[Labeled-object pointing entries]

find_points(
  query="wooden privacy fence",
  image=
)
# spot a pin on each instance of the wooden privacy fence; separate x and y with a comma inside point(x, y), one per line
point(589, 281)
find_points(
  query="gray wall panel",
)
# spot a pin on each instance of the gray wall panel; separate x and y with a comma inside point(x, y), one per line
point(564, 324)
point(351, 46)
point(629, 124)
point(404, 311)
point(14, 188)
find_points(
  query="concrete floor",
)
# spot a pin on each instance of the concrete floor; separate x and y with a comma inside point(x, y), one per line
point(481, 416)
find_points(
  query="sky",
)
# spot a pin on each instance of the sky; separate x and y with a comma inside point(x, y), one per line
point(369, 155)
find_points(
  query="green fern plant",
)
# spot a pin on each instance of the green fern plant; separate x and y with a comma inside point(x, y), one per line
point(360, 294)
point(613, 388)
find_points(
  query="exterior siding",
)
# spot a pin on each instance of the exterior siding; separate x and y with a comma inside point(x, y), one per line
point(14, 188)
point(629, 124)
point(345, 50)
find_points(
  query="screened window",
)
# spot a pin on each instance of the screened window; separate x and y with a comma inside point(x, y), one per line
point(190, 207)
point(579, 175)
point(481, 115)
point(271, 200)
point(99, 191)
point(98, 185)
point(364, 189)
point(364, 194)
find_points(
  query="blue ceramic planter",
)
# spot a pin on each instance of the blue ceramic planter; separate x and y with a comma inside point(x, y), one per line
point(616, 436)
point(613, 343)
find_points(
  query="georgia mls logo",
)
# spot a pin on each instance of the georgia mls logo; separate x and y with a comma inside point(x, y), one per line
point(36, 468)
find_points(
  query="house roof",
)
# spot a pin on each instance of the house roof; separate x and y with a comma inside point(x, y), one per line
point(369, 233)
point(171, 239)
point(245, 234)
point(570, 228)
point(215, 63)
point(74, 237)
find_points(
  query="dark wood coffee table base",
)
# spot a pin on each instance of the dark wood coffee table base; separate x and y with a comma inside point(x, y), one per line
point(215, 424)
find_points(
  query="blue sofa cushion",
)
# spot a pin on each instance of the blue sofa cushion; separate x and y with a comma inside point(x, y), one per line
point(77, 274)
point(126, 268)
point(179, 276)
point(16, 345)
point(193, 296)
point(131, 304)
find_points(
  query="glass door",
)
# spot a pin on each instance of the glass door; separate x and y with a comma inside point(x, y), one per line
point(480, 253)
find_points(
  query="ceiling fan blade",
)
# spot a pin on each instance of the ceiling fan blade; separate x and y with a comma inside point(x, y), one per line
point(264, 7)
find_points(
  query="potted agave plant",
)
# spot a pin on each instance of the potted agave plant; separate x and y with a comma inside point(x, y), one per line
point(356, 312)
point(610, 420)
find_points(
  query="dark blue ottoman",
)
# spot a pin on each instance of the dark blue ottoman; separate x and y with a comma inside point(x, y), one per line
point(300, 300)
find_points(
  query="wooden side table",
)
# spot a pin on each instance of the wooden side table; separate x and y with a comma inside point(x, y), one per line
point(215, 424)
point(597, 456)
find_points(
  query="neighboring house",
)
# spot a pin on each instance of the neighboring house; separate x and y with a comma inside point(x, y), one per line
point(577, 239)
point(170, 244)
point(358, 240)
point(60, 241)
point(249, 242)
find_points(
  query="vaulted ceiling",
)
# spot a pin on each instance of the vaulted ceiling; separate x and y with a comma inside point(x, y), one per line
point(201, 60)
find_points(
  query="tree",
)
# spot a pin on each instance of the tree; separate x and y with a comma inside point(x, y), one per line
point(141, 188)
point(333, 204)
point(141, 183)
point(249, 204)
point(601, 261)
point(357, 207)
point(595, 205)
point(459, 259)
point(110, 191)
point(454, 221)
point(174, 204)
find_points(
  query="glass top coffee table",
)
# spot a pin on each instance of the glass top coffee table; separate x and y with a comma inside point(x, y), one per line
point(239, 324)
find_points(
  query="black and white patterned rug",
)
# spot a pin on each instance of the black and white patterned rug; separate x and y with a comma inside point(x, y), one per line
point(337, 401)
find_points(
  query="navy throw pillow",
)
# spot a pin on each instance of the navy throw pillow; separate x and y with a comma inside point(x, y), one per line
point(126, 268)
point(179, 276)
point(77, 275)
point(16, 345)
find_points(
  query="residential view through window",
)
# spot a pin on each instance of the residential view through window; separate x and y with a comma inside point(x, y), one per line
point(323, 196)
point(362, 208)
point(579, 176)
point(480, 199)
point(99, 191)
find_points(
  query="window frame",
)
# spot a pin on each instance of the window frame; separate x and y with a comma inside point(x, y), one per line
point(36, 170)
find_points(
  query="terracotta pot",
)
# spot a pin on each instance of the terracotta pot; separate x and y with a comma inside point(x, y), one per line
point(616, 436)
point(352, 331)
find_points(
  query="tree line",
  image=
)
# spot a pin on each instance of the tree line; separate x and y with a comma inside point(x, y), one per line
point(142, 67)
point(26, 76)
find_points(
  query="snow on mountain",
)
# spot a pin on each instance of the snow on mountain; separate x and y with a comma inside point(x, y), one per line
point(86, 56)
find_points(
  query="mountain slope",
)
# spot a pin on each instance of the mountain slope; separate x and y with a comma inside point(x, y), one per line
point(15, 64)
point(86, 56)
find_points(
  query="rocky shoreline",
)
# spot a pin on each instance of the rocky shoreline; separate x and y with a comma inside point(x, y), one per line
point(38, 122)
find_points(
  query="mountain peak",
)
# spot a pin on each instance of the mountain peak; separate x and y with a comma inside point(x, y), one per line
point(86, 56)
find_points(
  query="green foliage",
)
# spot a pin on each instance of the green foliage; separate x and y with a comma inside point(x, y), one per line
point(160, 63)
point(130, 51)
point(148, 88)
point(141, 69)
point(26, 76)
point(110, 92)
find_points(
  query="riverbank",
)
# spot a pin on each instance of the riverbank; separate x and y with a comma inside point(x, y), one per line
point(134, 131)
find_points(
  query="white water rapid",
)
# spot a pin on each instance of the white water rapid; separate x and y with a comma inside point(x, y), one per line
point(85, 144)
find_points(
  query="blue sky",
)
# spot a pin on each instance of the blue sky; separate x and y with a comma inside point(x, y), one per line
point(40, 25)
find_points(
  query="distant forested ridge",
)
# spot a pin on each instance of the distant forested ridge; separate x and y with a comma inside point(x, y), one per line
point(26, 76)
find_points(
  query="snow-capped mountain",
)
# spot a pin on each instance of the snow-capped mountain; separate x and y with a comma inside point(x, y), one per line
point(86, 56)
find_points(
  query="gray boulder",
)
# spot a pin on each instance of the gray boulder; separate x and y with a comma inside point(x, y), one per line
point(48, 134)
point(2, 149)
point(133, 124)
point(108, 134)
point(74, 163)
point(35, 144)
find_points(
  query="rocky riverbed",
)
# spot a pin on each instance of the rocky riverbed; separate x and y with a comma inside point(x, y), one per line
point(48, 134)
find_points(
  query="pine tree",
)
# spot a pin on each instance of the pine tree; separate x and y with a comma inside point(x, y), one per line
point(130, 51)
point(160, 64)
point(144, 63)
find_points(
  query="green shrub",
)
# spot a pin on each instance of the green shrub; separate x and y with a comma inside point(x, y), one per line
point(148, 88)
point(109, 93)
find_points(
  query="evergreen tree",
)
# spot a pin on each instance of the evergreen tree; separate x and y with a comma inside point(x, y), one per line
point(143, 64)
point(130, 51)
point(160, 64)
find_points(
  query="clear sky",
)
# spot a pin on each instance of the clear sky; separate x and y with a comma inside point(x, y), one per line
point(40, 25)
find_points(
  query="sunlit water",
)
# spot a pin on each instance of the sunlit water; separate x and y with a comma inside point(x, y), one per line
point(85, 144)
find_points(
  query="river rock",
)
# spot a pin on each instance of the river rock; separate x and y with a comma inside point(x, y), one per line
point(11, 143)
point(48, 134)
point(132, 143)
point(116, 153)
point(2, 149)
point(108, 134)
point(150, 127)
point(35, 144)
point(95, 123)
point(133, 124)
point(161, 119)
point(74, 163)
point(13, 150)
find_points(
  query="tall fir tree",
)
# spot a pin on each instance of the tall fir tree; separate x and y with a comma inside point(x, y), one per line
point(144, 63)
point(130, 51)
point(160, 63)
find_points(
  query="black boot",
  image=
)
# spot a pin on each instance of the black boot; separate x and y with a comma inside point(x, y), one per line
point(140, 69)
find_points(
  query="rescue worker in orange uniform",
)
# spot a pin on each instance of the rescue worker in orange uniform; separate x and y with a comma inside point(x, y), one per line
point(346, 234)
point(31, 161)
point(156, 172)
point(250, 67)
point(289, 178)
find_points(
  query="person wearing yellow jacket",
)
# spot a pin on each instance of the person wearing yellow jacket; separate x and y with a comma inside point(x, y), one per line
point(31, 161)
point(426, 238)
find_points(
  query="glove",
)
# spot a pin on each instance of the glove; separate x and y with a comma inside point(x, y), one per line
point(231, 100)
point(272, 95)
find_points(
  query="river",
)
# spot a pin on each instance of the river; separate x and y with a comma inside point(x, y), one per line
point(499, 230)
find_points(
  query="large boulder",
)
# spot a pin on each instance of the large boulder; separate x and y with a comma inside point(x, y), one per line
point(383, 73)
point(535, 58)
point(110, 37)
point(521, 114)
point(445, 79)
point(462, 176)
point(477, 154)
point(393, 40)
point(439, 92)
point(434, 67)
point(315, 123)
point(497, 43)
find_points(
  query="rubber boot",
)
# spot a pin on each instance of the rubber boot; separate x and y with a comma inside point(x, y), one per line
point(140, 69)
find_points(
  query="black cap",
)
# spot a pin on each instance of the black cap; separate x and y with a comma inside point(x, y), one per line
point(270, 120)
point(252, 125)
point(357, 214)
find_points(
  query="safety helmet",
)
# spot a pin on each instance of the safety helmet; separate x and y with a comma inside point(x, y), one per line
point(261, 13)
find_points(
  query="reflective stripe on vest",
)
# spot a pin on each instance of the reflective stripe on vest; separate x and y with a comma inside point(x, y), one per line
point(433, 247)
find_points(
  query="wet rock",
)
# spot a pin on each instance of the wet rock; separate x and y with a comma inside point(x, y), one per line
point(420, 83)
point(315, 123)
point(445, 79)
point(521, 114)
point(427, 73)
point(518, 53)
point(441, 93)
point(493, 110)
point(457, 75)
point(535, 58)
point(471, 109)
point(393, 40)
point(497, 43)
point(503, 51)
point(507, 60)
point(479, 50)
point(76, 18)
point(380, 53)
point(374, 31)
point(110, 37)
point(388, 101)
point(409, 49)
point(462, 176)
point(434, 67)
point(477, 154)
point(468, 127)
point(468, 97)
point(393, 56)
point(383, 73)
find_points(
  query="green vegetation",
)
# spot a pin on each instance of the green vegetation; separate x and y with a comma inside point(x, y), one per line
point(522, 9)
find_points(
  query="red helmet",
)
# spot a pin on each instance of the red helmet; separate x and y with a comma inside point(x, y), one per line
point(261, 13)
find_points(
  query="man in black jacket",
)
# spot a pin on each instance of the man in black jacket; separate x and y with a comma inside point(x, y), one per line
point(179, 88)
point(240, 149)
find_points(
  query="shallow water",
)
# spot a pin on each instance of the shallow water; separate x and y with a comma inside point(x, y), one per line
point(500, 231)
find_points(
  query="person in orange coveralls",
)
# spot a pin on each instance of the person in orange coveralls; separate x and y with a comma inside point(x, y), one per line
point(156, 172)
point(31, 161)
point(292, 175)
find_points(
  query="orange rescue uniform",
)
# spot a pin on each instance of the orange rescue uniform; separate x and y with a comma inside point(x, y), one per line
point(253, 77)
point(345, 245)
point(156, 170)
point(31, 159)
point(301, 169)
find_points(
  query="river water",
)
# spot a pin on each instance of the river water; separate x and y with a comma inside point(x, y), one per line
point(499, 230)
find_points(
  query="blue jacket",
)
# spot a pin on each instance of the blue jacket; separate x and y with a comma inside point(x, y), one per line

_WRITTEN PROBLEM_. Can you render the data from its first line through the line containing "point(589, 281)", including that line, as a JSON list of strings with one string per line and blank lines omitted?

_ANSWER TO THE TASK_.
[
  "find_points(",
  "  query=\"wooden privacy fence\",",
  "  image=",
  ")",
  "# spot a pin on each instance of the wooden privacy fence; separate x and y with a comma inside point(x, y), one per line",
  "point(589, 281)"
]